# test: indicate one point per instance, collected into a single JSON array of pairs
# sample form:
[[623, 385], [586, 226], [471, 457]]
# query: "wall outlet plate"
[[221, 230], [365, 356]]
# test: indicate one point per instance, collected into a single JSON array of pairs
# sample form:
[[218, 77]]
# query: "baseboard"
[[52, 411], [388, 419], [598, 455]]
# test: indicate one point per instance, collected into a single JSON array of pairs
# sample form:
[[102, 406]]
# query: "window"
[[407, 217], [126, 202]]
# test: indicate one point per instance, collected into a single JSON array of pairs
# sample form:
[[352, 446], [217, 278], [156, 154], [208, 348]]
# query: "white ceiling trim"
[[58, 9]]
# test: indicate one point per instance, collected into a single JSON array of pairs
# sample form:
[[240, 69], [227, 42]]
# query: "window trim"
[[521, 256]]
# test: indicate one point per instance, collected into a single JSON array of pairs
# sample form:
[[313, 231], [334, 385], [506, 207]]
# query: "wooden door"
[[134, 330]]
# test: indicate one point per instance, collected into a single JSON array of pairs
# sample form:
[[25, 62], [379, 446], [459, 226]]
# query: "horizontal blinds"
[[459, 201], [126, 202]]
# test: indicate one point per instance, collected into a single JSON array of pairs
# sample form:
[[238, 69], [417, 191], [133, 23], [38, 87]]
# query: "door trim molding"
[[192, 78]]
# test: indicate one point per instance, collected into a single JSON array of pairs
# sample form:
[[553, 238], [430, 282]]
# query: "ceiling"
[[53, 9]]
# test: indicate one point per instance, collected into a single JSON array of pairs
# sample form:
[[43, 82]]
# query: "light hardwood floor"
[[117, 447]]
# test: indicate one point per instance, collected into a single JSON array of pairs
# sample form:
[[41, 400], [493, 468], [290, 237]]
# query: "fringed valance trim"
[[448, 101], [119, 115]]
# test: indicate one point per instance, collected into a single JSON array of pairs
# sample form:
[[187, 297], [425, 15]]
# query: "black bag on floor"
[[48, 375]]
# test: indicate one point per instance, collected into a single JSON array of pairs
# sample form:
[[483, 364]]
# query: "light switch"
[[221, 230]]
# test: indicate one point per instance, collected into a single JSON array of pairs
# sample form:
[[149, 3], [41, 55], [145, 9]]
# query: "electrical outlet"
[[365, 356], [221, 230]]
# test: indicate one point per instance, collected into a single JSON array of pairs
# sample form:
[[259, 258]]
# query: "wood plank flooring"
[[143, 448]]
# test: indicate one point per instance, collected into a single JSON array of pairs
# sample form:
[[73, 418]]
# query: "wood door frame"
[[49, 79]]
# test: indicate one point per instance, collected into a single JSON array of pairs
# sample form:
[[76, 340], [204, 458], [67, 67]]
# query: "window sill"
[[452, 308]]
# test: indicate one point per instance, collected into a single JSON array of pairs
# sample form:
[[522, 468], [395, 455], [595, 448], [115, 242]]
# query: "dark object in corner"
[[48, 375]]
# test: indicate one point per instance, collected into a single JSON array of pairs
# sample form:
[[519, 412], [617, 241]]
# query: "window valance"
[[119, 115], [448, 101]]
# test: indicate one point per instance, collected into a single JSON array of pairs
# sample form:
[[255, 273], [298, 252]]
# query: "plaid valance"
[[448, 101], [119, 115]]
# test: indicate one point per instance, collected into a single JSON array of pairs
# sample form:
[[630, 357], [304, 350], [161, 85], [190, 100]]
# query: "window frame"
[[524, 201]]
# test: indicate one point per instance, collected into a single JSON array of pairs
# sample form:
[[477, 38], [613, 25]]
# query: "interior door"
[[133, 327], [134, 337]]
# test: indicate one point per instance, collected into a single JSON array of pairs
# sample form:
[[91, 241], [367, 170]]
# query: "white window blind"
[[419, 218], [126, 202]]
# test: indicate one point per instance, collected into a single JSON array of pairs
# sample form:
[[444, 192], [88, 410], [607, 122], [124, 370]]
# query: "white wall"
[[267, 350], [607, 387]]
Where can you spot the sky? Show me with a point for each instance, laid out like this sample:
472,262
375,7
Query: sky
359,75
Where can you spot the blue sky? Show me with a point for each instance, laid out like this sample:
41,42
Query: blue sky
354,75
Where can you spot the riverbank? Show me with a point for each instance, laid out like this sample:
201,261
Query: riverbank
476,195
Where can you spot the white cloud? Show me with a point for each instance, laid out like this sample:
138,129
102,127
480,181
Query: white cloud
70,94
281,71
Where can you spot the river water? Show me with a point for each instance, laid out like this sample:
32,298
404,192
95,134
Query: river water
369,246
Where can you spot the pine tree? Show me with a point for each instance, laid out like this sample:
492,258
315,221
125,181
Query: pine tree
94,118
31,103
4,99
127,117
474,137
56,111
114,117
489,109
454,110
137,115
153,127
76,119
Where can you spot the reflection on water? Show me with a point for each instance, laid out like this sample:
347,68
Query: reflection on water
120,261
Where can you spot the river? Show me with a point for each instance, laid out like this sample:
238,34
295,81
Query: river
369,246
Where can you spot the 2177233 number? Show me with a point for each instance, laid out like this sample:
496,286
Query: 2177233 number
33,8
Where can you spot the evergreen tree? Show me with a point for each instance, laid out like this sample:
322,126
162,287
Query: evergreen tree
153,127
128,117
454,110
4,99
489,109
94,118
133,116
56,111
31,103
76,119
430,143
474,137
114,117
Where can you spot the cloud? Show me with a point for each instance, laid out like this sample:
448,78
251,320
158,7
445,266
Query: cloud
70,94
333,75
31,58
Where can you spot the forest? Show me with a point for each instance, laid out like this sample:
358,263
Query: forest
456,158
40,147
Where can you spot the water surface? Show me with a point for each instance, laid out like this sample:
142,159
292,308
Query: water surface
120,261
★ ★ ★ ★ ★ ★ ★
Your task for the entries above: copy exactly the span starting with the line with "[[255, 273], [298, 252]]" and going on through the line with "[[477, 38], [613, 25]]", both lines included, and nothing else.

[[255, 273], [298, 252]]
# query: "plaid valance"
[[448, 101], [119, 115]]
# test: indicate one point per instance, collected into a single JSON array of pairs
# sample form:
[[630, 357], [304, 350], [161, 85], [190, 100]]
# query: "window frame"
[[524, 201]]
# test: indicate one point per instance, collected into a single JSON array of pairs
# sample form:
[[477, 38], [613, 25]]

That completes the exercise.